++++ Dataset entries ++++
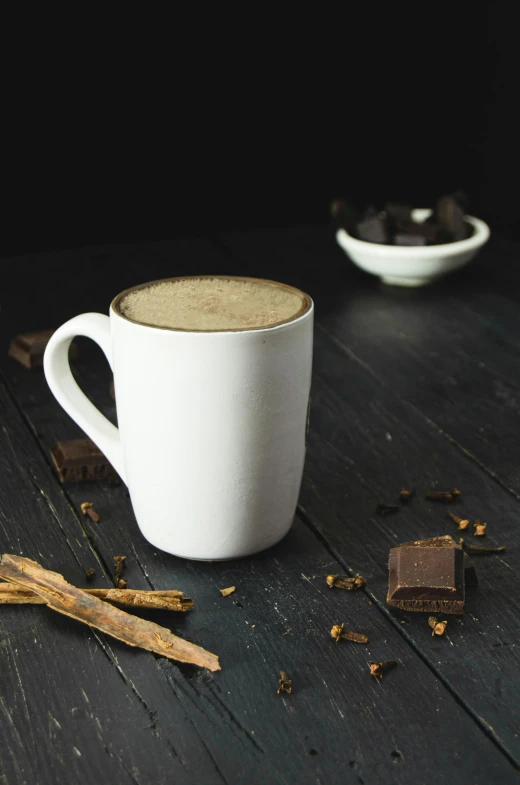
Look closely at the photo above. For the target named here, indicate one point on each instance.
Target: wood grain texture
(69, 713)
(339, 725)
(366, 442)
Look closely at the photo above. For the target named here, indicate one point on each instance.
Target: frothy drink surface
(211, 304)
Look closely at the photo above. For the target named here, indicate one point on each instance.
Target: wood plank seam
(102, 642)
(450, 439)
(484, 727)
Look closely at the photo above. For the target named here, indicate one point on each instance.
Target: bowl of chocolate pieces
(406, 246)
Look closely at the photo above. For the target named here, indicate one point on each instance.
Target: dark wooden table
(415, 388)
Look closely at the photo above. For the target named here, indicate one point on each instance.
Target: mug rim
(307, 307)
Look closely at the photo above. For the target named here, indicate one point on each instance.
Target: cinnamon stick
(12, 594)
(64, 598)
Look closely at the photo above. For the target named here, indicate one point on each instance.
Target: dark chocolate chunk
(428, 579)
(28, 348)
(373, 230)
(409, 239)
(447, 541)
(428, 231)
(450, 216)
(398, 212)
(81, 460)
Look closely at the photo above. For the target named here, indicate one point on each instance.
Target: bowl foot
(390, 280)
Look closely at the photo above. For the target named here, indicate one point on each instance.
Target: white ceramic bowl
(399, 265)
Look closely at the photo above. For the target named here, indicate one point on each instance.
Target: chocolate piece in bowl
(373, 230)
(450, 216)
(428, 579)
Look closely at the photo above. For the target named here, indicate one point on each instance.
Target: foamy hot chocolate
(212, 304)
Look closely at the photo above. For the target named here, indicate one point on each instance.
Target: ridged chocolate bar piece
(447, 541)
(80, 460)
(426, 578)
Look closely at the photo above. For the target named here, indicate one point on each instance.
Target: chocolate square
(425, 578)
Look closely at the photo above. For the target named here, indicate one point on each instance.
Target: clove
(438, 627)
(463, 523)
(377, 668)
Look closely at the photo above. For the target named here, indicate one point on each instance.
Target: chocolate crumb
(87, 508)
(480, 528)
(438, 627)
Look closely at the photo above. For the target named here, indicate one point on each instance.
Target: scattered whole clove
(350, 584)
(438, 627)
(386, 509)
(284, 684)
(463, 523)
(377, 668)
(480, 528)
(338, 631)
(479, 549)
(119, 562)
(87, 508)
(443, 496)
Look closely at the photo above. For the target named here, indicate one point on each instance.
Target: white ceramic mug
(212, 425)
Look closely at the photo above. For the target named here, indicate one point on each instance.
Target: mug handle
(65, 389)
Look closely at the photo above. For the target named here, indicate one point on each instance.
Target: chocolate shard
(428, 579)
(28, 348)
(398, 212)
(447, 541)
(81, 459)
(428, 231)
(450, 216)
(373, 230)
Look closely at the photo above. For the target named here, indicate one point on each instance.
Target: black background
(257, 123)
++++
▶ [Do this] Copy out each line of the rows above in which the word "bowl" appears.

▶ [Result for this task]
Target: bowl of chocolate pieces
Target: bowl foot
Target: white ceramic bowl
Target: chocolate piece in bowl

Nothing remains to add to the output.